§ **Stored data entries**
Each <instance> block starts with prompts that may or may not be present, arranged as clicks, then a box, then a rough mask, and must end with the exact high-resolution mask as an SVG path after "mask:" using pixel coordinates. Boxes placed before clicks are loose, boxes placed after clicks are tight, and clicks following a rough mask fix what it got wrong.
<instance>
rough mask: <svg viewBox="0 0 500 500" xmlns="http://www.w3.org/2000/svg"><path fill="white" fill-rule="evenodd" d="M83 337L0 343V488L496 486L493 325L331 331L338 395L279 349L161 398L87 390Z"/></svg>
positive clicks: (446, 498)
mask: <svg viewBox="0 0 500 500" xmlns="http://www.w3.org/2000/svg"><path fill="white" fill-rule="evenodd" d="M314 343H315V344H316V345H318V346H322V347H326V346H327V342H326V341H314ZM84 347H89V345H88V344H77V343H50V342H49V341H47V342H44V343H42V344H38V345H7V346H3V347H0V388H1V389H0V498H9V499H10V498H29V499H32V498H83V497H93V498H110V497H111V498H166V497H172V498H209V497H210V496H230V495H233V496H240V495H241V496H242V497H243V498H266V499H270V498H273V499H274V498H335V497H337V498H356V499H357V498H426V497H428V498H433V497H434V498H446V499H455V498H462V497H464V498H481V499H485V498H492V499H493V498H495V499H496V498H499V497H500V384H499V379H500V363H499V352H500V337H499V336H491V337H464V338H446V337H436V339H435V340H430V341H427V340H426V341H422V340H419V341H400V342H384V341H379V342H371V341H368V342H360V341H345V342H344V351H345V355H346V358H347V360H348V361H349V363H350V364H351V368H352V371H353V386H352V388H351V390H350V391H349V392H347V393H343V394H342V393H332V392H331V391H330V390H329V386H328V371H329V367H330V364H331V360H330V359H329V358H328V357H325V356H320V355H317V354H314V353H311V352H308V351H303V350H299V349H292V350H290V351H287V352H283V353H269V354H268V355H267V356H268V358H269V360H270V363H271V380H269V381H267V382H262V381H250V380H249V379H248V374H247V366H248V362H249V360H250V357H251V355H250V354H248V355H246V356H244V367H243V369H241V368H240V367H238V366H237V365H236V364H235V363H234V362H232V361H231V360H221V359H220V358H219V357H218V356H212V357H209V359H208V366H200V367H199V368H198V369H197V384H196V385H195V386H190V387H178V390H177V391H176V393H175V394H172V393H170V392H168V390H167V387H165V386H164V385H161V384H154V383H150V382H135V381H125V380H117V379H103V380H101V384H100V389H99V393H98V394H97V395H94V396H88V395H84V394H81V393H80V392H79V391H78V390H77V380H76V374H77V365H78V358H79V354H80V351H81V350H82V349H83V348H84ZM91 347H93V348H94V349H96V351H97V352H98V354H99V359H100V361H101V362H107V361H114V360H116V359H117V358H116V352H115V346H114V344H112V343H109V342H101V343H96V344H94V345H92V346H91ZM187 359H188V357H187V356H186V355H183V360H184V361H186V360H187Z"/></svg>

§ **Work required**
Write the records out once more. Each line must match.

§ **Written answer**
Each <instance> block starts with prompts that may or may not be present, arranged as clicks, then a box, then a rough mask, and must end with the exact high-resolution mask as an SVG path after "mask:" using pixel coordinates. Boxes placed before clicks are loose, boxes placed after clicks are tight, and clicks following a rough mask fix what it got wrong.
<instance>
rough mask: <svg viewBox="0 0 500 500" xmlns="http://www.w3.org/2000/svg"><path fill="white" fill-rule="evenodd" d="M83 337L0 343V488L496 486L493 325L331 331L338 395L279 349L161 398L87 390Z"/></svg>
positive clicks: (446, 498)
mask: <svg viewBox="0 0 500 500" xmlns="http://www.w3.org/2000/svg"><path fill="white" fill-rule="evenodd" d="M314 343H315V344H316V345H318V346H322V347H326V346H327V342H326V341H314ZM84 347H89V345H88V344H77V343H50V342H49V341H47V342H44V343H42V344H38V345H7V346H3V347H0V388H1V389H0V498H9V499H10V498H29V499H32V498H83V497H93V498H110V497H111V498H166V497H172V498H209V497H210V496H230V495H233V496H240V495H241V496H242V497H243V498H266V499H270V498H273V499H274V498H335V497H337V498H356V499H357V498H426V497H428V498H433V497H434V498H446V499H455V498H462V497H464V498H481V499H485V498H492V499H493V498H495V499H496V498H499V497H500V384H499V379H500V363H499V352H500V337H499V336H491V337H464V338H446V337H436V339H435V340H430V341H427V340H426V341H422V340H419V341H400V342H384V341H379V342H371V341H368V342H360V341H345V342H344V351H345V355H346V358H347V360H348V361H349V363H350V364H351V368H352V371H353V386H352V388H351V390H350V391H349V392H347V393H343V394H342V393H332V392H331V391H330V390H329V386H328V371H329V367H330V364H331V360H330V359H329V358H328V357H325V356H320V355H317V354H314V353H311V352H308V351H303V350H299V349H292V350H290V351H287V352H283V353H269V354H268V355H267V356H268V358H269V360H270V363H271V380H269V381H267V382H262V381H250V380H249V379H248V374H247V366H248V362H249V360H250V357H251V355H250V354H248V355H246V356H244V367H243V369H241V368H240V367H238V366H237V365H236V364H235V363H234V362H232V361H231V360H221V359H220V358H219V357H218V356H212V357H209V359H208V366H200V367H199V368H198V369H197V384H196V385H195V386H190V387H178V390H177V391H176V393H175V394H172V393H170V392H168V390H167V387H165V386H164V385H161V384H154V383H150V382H135V381H125V380H117V379H103V380H101V384H100V389H99V393H98V394H97V395H94V396H88V395H84V394H81V393H80V392H79V391H78V390H77V380H76V374H77V365H78V358H79V354H80V351H81V350H82V349H83V348H84ZM91 347H93V348H94V349H96V351H97V352H98V354H99V359H100V361H101V362H107V361H114V360H116V359H117V358H116V352H115V346H114V344H112V343H109V342H101V343H96V344H94V345H92V346H91ZM187 359H188V357H187V356H186V355H183V360H184V361H186V360H187Z"/></svg>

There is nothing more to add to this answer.